■ PROVIDED TEXT:

Another wrote the police had been kind, advising her to speak to a lawyer and return her "illegal earnings" to reduce her sentence. "I'm only 20. So young, and I've already ruined my life so early."

A third said: "I never imagined a day would come when every word I once wrote would come back to haunt me."

One author who has been writing danmei novels for 20 years was not questioned but she says the crackdown won't stop her. "This is how I find happiness. And I can't let go of the connections I have made with the community."

Inspired by Japanese boys' love manga, danmei emerged as a sub-genre online in the 1990s. It has become hugely successful, with some of the novels appearing on international bestseller lists.

In 2021, 60 of them were optioned for film and TV adaptations. The most expensive IP reportedly sold for 40 million yuan ($5.6 million; £4.1 million). Some of China's biggest stars, such as Xiao Zhan and Wang Yibo, began their careers on streaming shows based on danmei novels.

■ STATED EXERCISE 1:
Name every sum of money that appears in the danmei passage.
■ STATED EXERCISE 2:
Please copy the danmei passage word for word, starting at "Inspired by Japanese" and ending at "on danmei novels.".
■ STATED EXERCISE 3:
According to the danmei passage, when did danmei emerge as an online sub-genre?
The rows are separate from the danmei passage.

(Outline entries for images)
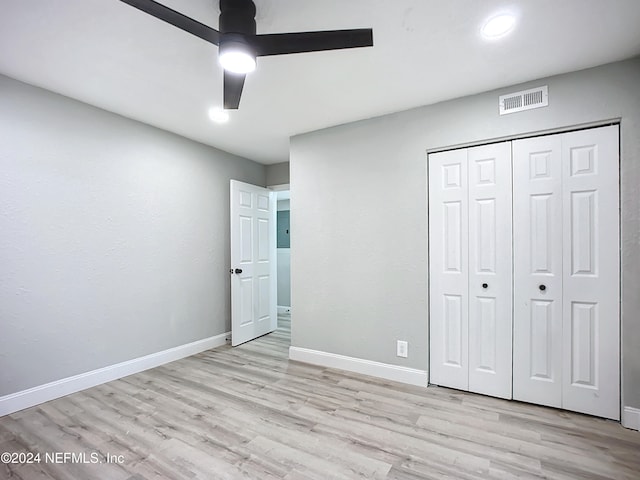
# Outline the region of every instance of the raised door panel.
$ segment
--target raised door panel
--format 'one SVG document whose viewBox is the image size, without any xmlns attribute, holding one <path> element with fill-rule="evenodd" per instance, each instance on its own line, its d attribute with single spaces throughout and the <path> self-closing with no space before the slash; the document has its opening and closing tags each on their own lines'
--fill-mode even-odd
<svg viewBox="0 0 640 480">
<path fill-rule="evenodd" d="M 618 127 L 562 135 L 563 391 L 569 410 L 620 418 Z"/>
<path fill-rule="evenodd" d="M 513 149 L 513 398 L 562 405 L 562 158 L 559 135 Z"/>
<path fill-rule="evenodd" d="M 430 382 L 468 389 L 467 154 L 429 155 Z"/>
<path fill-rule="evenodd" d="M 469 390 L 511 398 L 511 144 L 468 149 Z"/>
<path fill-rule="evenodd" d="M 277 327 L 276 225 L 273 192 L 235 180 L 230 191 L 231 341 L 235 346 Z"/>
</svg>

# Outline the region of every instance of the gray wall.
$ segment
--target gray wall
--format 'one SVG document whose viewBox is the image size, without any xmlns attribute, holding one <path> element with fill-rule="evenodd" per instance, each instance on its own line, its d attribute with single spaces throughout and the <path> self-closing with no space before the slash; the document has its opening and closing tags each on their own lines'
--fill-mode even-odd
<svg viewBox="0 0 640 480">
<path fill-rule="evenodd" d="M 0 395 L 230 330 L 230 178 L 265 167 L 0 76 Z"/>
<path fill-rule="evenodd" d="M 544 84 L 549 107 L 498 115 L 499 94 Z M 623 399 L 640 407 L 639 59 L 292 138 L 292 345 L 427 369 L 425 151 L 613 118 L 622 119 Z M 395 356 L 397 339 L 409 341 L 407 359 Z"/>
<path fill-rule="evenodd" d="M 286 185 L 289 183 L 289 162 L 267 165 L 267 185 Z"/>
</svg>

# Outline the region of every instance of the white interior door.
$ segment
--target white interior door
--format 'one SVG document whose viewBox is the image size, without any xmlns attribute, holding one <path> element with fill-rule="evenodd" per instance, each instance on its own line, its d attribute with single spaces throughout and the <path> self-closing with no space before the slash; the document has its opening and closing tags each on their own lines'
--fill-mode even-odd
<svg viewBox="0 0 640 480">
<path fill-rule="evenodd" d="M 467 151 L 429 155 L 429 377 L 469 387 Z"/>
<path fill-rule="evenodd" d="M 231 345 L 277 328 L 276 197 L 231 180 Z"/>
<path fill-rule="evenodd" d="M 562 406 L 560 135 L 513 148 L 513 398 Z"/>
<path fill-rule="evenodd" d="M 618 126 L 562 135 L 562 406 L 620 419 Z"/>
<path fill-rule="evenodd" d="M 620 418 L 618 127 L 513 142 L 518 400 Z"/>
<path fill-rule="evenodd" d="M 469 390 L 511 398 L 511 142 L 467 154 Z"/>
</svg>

■ COMPLETE RESPONSE 1:
40 million yuan, $5.6 million, £4.1 million

■ COMPLETE RESPONSE 2:
Inspired by Japanese boys' love manga, danmei emerged as a sub-genre online in the 1990s. It has become hugely successful, with some of the novels appearing on international bestseller lists.

In 2021, 60 of them were optioned for film and TV adaptations. The most expensive IP reportedly sold for 40 million yuan ($5.6 million; £4.1 million). Some of China's biggest stars, such as Xiao Zhan and Wang Yibo, began their careers on streaming shows based on danmei novels.

■ COMPLETE RESPONSE 3:
In the 1990s.